▶ _Data under study_
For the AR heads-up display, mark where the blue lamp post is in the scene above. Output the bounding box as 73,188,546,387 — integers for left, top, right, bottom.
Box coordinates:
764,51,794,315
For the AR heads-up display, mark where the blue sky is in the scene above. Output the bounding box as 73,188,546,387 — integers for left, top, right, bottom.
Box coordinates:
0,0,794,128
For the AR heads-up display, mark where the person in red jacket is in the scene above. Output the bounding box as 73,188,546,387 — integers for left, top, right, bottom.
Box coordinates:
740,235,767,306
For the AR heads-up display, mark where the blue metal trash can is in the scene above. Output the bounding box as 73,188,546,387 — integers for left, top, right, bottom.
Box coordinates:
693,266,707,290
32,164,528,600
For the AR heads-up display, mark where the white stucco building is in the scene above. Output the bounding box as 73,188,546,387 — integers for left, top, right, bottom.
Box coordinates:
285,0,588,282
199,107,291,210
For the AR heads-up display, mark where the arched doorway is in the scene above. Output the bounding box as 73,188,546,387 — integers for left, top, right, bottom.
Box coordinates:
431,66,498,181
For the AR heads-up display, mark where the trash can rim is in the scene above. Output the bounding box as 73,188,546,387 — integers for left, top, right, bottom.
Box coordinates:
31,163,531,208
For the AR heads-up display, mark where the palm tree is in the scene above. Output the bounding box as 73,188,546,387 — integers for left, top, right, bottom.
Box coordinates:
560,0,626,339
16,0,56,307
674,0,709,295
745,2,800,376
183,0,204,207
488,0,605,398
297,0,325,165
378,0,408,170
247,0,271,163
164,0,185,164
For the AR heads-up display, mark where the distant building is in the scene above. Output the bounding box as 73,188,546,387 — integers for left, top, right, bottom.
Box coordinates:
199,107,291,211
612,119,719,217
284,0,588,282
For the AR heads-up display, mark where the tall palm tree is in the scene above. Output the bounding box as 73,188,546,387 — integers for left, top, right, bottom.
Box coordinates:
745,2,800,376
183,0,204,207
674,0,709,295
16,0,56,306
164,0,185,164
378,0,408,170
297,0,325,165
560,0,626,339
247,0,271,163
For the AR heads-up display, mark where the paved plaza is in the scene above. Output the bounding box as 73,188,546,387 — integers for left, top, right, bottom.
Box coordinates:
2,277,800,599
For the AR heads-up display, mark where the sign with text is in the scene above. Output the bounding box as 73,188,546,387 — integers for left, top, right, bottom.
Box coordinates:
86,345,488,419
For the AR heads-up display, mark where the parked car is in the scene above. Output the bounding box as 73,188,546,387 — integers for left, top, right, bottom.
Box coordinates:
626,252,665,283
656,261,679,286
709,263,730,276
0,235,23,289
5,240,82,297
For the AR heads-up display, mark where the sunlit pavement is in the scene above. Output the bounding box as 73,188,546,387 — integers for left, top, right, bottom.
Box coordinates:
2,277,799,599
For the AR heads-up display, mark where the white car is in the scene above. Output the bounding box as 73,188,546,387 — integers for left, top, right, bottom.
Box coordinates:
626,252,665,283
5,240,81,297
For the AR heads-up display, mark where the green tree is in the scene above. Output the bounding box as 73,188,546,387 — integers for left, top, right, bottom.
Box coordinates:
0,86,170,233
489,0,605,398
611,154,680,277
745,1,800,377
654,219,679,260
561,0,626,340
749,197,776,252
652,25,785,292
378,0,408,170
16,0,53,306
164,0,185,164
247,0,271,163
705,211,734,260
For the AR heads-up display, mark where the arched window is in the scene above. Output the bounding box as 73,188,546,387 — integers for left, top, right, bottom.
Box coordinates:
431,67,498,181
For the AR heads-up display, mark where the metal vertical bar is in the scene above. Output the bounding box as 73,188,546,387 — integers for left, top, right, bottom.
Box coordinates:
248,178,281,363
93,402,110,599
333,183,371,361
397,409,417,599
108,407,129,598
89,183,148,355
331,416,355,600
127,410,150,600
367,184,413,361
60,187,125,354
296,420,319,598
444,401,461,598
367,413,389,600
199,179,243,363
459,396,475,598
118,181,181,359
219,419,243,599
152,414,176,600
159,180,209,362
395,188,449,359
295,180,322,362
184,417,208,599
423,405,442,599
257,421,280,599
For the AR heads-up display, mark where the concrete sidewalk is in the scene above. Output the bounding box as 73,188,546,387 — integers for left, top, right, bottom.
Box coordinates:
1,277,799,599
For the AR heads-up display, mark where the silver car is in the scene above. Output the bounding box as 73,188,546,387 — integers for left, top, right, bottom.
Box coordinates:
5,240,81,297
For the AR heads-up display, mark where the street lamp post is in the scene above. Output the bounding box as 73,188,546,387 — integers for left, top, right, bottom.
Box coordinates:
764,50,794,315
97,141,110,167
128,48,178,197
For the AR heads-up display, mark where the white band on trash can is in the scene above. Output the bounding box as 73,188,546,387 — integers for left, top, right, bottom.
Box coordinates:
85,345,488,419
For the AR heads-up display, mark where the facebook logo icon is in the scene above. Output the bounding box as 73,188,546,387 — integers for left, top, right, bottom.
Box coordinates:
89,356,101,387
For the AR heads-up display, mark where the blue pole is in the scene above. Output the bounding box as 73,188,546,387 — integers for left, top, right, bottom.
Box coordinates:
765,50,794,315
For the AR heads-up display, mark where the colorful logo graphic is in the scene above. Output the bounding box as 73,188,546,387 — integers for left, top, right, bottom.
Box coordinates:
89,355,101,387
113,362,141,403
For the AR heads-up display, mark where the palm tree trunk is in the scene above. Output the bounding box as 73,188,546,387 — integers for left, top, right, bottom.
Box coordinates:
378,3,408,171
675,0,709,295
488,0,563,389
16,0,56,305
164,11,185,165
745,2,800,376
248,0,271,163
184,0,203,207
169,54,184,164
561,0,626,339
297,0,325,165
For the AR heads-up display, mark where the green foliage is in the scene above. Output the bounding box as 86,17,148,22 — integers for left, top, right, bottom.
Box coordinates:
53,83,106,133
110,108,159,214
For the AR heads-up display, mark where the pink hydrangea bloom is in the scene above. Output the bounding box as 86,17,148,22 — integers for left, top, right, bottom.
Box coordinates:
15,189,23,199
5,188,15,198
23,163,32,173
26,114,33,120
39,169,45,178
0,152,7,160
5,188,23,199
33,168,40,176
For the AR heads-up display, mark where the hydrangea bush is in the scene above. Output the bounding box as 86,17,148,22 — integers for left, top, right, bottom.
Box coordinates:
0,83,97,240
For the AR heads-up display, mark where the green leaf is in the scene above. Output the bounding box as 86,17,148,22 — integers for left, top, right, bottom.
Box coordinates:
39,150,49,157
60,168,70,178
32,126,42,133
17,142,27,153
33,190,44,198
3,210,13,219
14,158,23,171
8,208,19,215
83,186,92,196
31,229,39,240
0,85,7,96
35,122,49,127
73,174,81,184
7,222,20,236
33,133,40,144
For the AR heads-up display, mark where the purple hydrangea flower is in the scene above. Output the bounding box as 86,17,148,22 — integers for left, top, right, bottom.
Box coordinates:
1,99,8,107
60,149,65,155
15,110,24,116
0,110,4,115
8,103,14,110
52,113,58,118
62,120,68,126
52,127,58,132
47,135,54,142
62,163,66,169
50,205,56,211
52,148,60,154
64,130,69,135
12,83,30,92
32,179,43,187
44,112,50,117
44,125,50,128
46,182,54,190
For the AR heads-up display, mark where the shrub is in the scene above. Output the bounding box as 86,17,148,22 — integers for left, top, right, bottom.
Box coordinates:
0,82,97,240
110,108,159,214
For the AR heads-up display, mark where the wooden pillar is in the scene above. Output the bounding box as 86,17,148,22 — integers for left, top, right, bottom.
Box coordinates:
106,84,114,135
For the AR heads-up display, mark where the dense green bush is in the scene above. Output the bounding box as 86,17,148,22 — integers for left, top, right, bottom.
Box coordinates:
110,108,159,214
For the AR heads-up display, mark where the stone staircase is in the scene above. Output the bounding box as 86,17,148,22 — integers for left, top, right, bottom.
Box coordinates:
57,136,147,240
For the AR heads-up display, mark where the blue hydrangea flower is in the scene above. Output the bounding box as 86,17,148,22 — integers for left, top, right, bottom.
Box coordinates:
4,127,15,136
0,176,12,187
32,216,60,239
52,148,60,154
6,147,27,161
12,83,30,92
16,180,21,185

▶ _Task to complete_
Return, from the entries, each line that holds "building".

▶ _Output below_
For the AR heads-up display, mark where the white stucco building is in the scene above. Output the bounding box as 73,188,546,387 — integers for left, top, right, bottom.
For the AR heads-up display, mark where the distant building is in the scene above. Output the bounding box as 73,188,546,387 — integers for left, top, right, bottom.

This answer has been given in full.